--- Listing from a data collection ---
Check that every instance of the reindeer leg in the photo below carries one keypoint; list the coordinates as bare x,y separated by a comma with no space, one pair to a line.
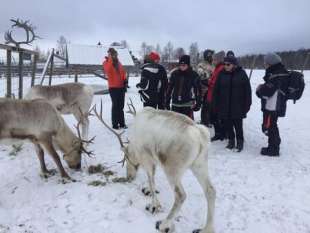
40,153
49,147
83,118
200,170
155,206
167,225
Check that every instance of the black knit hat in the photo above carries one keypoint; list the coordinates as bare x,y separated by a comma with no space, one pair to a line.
185,59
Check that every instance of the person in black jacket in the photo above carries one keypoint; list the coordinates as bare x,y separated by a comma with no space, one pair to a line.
153,84
272,94
184,89
232,100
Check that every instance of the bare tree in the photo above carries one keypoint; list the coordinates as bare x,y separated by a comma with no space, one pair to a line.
61,46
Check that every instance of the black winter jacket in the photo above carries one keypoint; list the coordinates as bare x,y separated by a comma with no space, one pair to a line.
232,96
272,92
153,84
184,88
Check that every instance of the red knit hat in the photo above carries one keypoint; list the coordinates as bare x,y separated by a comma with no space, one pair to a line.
154,56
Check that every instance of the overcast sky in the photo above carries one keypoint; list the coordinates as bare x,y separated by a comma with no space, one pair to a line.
245,26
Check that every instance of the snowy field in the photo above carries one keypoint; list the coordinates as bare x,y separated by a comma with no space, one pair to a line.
255,194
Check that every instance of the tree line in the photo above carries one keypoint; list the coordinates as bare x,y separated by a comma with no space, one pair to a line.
295,60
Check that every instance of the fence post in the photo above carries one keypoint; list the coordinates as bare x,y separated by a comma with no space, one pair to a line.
20,70
51,69
9,74
34,68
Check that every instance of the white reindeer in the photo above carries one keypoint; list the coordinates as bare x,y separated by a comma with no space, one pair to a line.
176,143
40,123
68,98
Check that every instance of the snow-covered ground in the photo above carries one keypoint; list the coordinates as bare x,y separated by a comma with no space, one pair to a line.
255,194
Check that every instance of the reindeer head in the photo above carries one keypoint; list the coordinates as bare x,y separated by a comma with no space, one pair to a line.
132,164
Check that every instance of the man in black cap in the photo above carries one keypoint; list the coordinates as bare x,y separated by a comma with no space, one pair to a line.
184,89
272,94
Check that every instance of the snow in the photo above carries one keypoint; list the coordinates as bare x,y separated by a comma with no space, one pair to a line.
254,193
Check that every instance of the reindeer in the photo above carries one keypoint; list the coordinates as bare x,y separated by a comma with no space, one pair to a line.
176,143
68,98
40,123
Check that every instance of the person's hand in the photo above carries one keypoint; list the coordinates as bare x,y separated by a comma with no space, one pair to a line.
196,107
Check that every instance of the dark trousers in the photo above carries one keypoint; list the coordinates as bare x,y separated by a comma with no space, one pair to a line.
234,128
184,110
219,129
204,114
118,101
270,128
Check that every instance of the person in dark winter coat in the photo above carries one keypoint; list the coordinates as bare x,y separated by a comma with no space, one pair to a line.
153,83
232,100
205,69
117,87
219,131
184,89
272,94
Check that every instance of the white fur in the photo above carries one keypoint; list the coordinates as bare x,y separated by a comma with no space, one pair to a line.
176,143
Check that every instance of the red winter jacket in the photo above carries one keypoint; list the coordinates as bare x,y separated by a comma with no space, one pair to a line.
212,81
116,79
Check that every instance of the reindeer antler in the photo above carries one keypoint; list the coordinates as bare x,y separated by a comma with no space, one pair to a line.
131,108
29,28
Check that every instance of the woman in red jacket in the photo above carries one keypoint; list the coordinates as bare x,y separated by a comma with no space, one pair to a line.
117,83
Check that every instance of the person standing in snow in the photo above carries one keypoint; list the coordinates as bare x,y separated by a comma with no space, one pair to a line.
232,100
219,131
273,100
184,89
117,83
153,83
205,69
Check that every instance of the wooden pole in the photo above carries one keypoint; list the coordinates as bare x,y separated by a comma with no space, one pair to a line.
305,63
34,68
8,74
51,69
20,80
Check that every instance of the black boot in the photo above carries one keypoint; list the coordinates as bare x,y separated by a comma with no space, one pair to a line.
231,144
217,137
270,151
239,145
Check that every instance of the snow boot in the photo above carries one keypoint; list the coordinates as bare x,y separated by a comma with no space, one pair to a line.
239,145
217,137
270,151
231,144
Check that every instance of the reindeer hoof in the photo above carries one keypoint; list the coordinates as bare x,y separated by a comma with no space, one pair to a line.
158,224
147,192
153,208
165,227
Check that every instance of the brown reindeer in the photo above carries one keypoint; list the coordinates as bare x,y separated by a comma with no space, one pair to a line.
40,123
68,98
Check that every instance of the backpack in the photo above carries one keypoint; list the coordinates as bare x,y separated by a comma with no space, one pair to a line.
296,86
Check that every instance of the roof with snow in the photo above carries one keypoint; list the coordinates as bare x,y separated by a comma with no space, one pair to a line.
94,54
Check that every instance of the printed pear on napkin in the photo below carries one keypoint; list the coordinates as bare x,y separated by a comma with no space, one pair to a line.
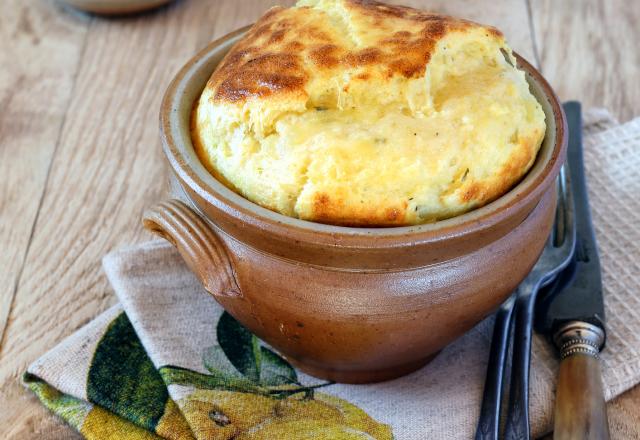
168,362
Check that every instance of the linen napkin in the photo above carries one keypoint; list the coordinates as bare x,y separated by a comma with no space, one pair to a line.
168,362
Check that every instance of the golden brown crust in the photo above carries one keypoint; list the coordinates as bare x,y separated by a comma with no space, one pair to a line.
356,113
284,49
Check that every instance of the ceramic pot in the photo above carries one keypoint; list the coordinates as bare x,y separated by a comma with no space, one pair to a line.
350,304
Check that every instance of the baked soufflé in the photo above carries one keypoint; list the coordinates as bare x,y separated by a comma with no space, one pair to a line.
357,113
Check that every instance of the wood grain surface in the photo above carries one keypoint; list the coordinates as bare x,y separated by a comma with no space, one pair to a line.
80,157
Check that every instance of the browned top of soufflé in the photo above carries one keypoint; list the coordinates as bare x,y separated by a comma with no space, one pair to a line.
272,59
357,113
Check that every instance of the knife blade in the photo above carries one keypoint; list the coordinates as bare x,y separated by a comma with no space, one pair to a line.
572,314
581,298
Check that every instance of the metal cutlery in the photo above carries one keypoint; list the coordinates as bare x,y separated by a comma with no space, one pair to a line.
573,316
517,312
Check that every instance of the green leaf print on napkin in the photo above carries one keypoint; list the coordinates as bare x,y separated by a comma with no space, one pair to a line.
251,392
122,378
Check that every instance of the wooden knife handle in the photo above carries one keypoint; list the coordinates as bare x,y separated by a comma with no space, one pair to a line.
580,413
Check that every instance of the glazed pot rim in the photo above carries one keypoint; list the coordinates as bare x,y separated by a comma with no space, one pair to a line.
185,164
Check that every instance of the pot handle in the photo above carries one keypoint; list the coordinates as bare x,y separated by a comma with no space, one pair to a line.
202,250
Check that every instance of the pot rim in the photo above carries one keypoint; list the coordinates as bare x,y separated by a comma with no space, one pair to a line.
185,164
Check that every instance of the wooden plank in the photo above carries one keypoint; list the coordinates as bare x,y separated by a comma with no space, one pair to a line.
588,51
41,47
109,167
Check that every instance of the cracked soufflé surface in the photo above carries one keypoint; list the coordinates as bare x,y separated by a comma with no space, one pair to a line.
357,113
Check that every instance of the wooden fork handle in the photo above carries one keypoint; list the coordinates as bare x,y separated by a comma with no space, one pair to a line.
580,412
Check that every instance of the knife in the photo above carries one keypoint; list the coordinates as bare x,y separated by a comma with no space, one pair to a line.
573,314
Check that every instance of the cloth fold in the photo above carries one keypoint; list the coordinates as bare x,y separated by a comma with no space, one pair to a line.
168,362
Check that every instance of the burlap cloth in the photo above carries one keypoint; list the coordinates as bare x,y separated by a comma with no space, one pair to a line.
104,379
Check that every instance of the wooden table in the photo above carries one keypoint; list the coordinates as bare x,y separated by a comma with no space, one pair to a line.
80,157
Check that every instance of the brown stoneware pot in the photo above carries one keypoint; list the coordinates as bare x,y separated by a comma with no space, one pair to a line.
350,304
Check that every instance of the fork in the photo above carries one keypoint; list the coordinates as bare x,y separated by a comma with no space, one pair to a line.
514,320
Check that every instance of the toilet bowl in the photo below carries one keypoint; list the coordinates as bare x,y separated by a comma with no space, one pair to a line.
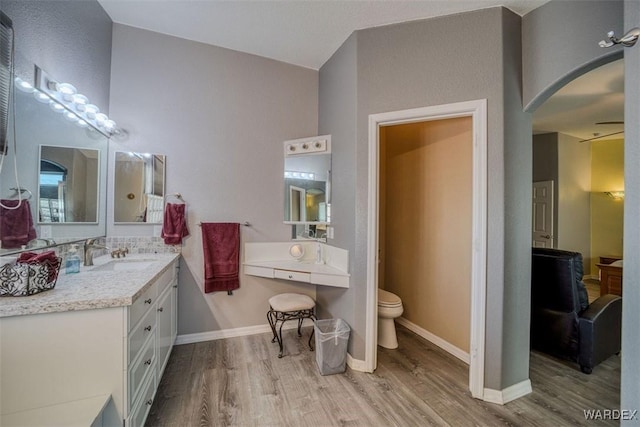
389,307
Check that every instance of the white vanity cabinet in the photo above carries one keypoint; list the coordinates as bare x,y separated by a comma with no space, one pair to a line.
51,359
151,335
272,260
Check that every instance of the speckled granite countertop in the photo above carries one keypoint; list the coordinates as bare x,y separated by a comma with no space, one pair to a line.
93,287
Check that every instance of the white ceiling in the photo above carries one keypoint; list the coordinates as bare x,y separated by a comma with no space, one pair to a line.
300,32
308,32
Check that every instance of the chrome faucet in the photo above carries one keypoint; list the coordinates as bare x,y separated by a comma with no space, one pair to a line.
39,243
90,246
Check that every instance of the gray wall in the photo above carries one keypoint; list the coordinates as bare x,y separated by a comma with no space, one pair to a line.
574,190
338,83
545,168
580,25
70,40
220,117
560,42
397,69
630,375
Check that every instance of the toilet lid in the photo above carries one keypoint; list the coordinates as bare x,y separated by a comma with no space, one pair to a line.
387,299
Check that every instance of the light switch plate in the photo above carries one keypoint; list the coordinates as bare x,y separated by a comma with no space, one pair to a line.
45,231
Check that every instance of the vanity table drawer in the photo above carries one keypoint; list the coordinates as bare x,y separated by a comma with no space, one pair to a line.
140,306
140,410
143,365
141,333
292,275
252,270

--- What the task requires ---
Rewrite the listing from the line that contains "Check that every instance of the chrome" up to and including its final line, changing "keypoint" to "marker" and leaving everything else unchanged.

--- Response ---
Check that every instance of the chrome faucet in the photo above carries one marker; list the coordinates as bare x,y separated by a comma with no space, one pair to a line.
39,243
90,246
Check that every instance of the gray wall in the photo above carries one marker; list the coordinates as bare x,y separated by a comma with no space, one pair to a line.
574,190
338,83
545,168
580,25
70,40
220,117
560,42
397,69
630,375
Check that every instance of the toilet lid in the photo above carries one marker; list the coordinates as bare x,y separated by a comma with no space, one pair to a line.
387,299
Check that every instance of the light switch plate in the photo above carries one marker; list the coordinates as bare x,y separated by a comma with no space, one pair to a line.
45,231
Check that every instance of the vanity table drawer in the photo above carries one marker; list the coordinates as bare x,y separated by a comma with no space, one pair to a line.
140,306
140,410
143,365
141,333
292,275
252,270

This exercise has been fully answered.